Stored data entries:
┄┄┄┄┄┄

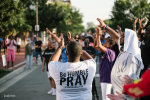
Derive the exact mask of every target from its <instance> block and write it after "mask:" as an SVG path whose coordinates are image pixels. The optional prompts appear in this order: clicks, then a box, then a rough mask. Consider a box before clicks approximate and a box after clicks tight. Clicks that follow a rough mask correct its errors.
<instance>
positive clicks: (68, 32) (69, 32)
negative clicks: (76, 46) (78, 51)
mask: <svg viewBox="0 0 150 100" xmlns="http://www.w3.org/2000/svg"><path fill="white" fill-rule="evenodd" d="M68 40H69V42H72V41H75V40H74V38H71V33H70V32H69V31H68Z"/></svg>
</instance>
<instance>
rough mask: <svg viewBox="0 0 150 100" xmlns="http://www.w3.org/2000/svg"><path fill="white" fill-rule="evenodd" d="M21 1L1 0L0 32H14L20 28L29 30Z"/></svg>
mask: <svg viewBox="0 0 150 100" xmlns="http://www.w3.org/2000/svg"><path fill="white" fill-rule="evenodd" d="M24 11H25V9H24V7H23V2H21V1H20V0H2V1H1V4H0V13H1V17H0V34H1V35H2V34H3V33H5V35H7V34H16V33H17V32H20V31H22V30H26V31H29V30H30V29H31V26H30V25H29V24H27V23H26V22H27V21H26V18H25V14H24Z"/></svg>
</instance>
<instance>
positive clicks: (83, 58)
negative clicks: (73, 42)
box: [68, 32, 93, 60]
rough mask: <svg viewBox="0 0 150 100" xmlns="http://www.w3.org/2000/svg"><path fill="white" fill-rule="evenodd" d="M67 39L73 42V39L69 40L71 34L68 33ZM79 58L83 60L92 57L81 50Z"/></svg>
mask: <svg viewBox="0 0 150 100" xmlns="http://www.w3.org/2000/svg"><path fill="white" fill-rule="evenodd" d="M68 39H69V41H70V42H72V41H75V40H74V39H73V38H71V33H70V32H68ZM81 58H82V59H83V60H88V59H93V58H92V56H90V55H89V54H88V53H87V52H86V51H84V50H82V55H81Z"/></svg>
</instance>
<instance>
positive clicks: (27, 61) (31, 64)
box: [26, 55, 33, 69]
mask: <svg viewBox="0 0 150 100" xmlns="http://www.w3.org/2000/svg"><path fill="white" fill-rule="evenodd" d="M32 58H33V55H27V56H26V68H27V69H28V65H29V63H30V68H32Z"/></svg>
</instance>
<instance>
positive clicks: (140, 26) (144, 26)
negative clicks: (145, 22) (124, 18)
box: [138, 18, 145, 35]
mask: <svg viewBox="0 0 150 100" xmlns="http://www.w3.org/2000/svg"><path fill="white" fill-rule="evenodd" d="M144 20H145V18H142V19H141V20H140V19H139V30H138V35H141V33H142V31H143V29H144V27H145V25H144V24H142V22H143V21H144Z"/></svg>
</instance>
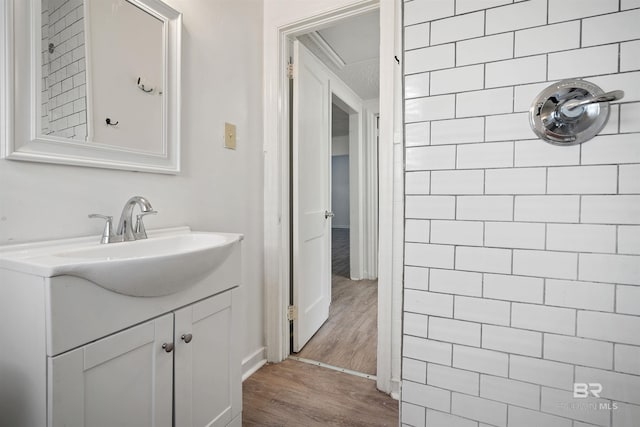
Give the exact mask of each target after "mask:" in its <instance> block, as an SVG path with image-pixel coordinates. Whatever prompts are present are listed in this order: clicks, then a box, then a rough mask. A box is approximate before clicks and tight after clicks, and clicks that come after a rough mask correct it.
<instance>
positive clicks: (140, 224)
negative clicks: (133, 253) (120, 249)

┄┄┄┄┄┄

_Written task:_
Please give an exact copy of the lines from the line containing "39L73 42V39L69 40L71" through the end of the records above, pictures excluded.

_Output of the task:_
rough mask: <svg viewBox="0 0 150 100" xmlns="http://www.w3.org/2000/svg"><path fill="white" fill-rule="evenodd" d="M67 39L73 42V39L69 40L71 34L68 33ZM79 58L83 60L92 57L81 50Z"/></svg>
mask: <svg viewBox="0 0 150 100" xmlns="http://www.w3.org/2000/svg"><path fill="white" fill-rule="evenodd" d="M68 39H69V41H70V42H72V41H75V40H74V39H73V38H71V33H70V32H68ZM81 58H82V59H83V60H88V59H93V58H92V56H90V55H89V54H88V53H87V52H86V51H84V50H82V55H81Z"/></svg>
</instance>
<instance>
positive clicks: (27, 61) (31, 64)
box: [26, 55, 33, 69]
mask: <svg viewBox="0 0 150 100" xmlns="http://www.w3.org/2000/svg"><path fill="white" fill-rule="evenodd" d="M32 58H33V55H27V56H26V68H27V69H28V65H29V63H30V68H32Z"/></svg>
</instance>
<instance>
positive clicks: (140, 26) (144, 26)
negative clicks: (145, 22) (124, 18)
box: [138, 18, 145, 35]
mask: <svg viewBox="0 0 150 100" xmlns="http://www.w3.org/2000/svg"><path fill="white" fill-rule="evenodd" d="M144 20H145V18H142V19H141V20H140V19H139V30H138V35H141V33H142V31H143V29H144V27H145V25H144V24H142V22H143V21H144Z"/></svg>
</instance>
Give the exact mask of each target after "mask:" in its <instance> block, as an SVG path with image-pixel coordinates. Whatever prompts are present are listed in this order: clicks, then a box, then a rough mask. A box is approximate before clicks and tight after clicks, and clicks that come after a rough mask correct it.
<instance>
positive clicks: (140, 224)
negative clicks: (133, 253) (120, 249)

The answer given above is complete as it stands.